### PROBLEM TO WORK ON
The task calls for each record to be given again unchanged, minus any pictures.

### MATERIAL FOR THIS TASK
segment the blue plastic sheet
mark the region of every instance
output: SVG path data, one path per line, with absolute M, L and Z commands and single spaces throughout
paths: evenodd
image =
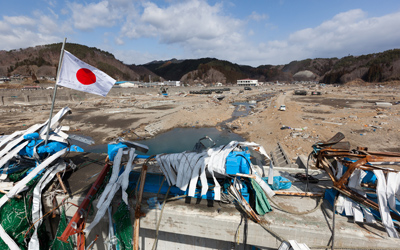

### OUTPUT OF THE EXERCISE
segment the blue plastic sheet
mark the region of every instance
output: SVG path data, one path per line, with absolute M, L and Z commands and single spaces throughout
paths: evenodd
image =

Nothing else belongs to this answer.